- Exercise goal
Across the entries that follow, tally every line holding the word "below" and reply with the count alone.

- Dataset entries
• • •

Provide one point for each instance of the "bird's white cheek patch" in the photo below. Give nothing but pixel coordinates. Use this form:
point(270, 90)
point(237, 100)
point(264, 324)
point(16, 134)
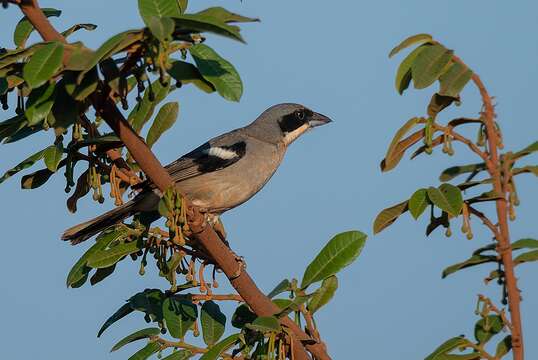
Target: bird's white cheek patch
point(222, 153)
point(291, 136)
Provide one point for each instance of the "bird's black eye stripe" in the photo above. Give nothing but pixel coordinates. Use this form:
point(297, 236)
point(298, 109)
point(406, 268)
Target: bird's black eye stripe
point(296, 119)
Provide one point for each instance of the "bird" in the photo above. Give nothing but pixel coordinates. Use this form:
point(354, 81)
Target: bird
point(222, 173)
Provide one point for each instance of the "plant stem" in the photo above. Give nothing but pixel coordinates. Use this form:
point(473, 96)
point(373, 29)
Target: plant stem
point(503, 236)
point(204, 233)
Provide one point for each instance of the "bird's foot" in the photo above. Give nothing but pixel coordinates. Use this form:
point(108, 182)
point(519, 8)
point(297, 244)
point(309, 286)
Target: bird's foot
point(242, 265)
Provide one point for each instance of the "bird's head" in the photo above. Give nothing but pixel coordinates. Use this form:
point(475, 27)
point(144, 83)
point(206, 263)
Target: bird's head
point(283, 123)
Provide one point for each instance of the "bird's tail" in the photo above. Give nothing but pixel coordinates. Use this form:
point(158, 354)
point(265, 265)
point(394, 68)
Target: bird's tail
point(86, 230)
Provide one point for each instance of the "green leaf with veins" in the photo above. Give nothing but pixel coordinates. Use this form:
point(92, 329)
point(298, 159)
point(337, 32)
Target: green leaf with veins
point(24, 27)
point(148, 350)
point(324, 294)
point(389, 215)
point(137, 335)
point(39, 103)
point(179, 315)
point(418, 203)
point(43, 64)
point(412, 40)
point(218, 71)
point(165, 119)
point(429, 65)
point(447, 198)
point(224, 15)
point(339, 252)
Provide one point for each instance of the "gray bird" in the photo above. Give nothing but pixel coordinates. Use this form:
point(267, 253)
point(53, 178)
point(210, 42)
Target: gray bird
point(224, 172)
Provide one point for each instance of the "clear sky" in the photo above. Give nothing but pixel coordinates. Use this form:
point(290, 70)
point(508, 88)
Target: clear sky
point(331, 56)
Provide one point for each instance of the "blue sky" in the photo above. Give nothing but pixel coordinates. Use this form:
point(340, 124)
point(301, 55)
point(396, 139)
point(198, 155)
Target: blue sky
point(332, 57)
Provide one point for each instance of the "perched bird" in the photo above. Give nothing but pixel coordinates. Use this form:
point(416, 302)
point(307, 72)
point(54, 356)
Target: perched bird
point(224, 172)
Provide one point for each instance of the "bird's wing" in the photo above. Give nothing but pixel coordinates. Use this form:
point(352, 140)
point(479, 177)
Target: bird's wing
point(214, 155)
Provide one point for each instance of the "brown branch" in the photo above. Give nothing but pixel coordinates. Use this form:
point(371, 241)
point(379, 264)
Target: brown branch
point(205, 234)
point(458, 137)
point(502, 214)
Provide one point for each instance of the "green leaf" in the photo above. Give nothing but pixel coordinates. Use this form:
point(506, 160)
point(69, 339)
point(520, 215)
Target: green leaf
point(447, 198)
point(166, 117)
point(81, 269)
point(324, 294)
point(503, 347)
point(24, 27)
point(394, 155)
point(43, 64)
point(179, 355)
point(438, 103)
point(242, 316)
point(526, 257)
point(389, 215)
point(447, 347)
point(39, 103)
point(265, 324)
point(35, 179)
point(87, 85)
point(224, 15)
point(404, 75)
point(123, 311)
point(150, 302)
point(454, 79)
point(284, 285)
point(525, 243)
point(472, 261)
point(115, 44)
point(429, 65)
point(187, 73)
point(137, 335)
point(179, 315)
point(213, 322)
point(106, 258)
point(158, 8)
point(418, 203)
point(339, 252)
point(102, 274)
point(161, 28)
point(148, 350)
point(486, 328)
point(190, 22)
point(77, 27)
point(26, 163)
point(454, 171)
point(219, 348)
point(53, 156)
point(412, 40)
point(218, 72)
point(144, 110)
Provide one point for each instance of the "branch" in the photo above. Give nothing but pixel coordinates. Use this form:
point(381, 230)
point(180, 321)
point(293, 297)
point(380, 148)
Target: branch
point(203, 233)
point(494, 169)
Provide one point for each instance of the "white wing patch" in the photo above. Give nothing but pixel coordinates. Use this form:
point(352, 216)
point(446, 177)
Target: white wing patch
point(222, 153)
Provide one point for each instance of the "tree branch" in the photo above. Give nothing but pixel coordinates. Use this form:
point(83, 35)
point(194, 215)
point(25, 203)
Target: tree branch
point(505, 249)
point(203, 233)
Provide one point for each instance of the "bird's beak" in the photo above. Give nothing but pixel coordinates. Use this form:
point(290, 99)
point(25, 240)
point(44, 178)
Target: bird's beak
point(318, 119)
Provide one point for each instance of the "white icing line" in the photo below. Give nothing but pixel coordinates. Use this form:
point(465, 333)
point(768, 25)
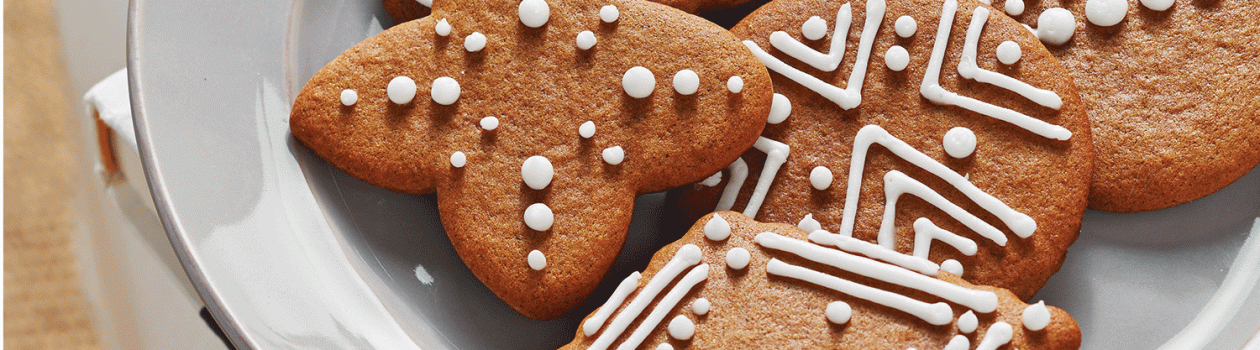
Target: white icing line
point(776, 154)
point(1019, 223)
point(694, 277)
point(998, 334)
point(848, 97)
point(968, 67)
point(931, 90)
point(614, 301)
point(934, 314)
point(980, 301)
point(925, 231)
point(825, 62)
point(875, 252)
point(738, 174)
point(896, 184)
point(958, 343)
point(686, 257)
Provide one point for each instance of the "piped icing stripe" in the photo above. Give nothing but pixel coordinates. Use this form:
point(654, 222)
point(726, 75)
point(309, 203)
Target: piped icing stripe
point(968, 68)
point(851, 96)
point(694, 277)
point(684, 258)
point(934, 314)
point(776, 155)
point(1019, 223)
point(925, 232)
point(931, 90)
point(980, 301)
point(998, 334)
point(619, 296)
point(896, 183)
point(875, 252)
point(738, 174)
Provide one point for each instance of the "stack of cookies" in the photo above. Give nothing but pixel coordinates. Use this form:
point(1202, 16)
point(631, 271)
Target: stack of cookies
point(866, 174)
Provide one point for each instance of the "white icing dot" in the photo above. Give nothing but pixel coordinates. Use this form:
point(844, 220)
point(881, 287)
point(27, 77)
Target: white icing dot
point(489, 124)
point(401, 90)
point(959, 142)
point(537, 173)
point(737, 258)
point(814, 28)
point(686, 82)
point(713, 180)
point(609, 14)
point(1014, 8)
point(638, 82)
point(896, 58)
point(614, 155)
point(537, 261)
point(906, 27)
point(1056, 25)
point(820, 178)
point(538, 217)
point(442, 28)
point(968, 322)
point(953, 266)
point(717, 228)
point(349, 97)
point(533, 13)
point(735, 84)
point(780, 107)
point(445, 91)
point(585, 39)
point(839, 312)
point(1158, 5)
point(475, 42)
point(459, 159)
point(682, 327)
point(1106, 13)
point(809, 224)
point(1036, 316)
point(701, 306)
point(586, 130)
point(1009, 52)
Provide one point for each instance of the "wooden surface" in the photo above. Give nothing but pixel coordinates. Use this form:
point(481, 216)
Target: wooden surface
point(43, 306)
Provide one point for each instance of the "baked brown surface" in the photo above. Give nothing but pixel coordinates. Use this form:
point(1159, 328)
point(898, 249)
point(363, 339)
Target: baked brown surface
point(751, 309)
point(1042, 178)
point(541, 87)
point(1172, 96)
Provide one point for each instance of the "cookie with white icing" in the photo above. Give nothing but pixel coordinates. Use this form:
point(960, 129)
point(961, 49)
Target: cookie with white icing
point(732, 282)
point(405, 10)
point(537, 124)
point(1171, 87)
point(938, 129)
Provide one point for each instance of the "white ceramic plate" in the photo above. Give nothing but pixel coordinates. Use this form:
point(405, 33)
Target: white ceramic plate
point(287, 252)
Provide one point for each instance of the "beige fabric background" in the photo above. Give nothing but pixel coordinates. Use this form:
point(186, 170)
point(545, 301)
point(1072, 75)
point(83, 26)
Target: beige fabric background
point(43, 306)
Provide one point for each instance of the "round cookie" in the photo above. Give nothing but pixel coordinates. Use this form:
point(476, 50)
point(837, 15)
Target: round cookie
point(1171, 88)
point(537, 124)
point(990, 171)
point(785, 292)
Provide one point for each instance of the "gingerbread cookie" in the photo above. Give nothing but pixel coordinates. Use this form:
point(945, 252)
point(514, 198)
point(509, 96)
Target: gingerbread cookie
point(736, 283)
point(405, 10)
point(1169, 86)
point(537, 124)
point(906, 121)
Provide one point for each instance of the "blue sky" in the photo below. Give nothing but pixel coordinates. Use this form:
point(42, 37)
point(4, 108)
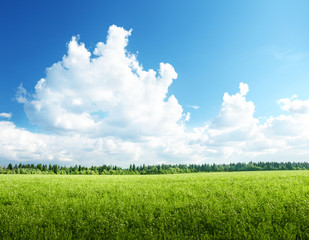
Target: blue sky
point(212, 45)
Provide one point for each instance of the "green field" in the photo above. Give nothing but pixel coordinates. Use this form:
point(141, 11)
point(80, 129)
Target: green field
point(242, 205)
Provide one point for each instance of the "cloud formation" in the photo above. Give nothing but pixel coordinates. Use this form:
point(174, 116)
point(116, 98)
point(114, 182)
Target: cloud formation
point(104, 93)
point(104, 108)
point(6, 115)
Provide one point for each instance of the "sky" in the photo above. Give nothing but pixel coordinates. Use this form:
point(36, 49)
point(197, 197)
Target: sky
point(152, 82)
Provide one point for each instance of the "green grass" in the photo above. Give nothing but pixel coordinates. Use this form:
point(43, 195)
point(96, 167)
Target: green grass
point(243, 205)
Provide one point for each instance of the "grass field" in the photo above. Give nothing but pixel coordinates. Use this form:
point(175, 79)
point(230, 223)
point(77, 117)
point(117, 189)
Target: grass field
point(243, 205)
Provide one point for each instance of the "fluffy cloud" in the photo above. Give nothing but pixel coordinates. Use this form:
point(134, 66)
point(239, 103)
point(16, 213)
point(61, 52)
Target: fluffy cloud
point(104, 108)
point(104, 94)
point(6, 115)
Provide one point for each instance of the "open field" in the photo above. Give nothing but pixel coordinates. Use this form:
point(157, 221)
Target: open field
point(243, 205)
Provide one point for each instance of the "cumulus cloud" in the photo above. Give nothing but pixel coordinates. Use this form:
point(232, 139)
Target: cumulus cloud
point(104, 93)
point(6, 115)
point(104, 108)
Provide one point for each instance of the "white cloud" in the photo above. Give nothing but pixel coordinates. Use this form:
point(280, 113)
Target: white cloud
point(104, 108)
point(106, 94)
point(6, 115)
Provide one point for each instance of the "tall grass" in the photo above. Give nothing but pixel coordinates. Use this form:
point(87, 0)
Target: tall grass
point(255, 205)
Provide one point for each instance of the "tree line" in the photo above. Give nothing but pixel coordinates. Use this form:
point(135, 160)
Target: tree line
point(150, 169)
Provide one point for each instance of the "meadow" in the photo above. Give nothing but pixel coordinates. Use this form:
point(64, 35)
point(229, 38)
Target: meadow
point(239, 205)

• • •

- Problem solution
3